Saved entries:

.....

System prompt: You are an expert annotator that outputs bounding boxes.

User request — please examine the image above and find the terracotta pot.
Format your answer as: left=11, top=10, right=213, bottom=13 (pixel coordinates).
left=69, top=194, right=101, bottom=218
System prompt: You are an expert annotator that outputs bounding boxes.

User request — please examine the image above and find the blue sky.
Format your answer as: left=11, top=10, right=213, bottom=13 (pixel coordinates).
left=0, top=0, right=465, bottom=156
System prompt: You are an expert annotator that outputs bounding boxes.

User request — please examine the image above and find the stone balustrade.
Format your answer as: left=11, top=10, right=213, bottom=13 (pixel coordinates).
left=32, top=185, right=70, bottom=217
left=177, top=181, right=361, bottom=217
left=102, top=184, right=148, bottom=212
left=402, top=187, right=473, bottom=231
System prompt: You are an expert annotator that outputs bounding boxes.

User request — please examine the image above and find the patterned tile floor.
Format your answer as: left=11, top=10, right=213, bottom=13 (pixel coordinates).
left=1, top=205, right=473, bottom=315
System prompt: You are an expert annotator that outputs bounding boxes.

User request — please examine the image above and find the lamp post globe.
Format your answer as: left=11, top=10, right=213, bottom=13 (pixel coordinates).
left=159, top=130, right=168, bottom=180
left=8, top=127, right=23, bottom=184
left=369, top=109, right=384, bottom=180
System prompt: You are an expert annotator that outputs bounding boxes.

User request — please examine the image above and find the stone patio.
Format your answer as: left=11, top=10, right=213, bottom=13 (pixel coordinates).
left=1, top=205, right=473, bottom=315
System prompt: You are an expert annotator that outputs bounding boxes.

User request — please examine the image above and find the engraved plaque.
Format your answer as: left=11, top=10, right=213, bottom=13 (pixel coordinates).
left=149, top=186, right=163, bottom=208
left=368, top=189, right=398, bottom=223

.....

Write out, word for word, every line from the one containing "the stone patio." through the last line of the records above.

User request — please examine the image above and find the stone patio.
Format your answer as: left=11, top=10, right=213, bottom=13 (pixel coordinates).
left=1, top=205, right=473, bottom=315
System prompt: You are an expert annotator that outputs bounding boxes.

User request — please examine the image above and find the engraved plaque.
Format your answer as: left=11, top=10, right=213, bottom=13 (pixel coordinates).
left=149, top=186, right=163, bottom=208
left=368, top=189, right=398, bottom=223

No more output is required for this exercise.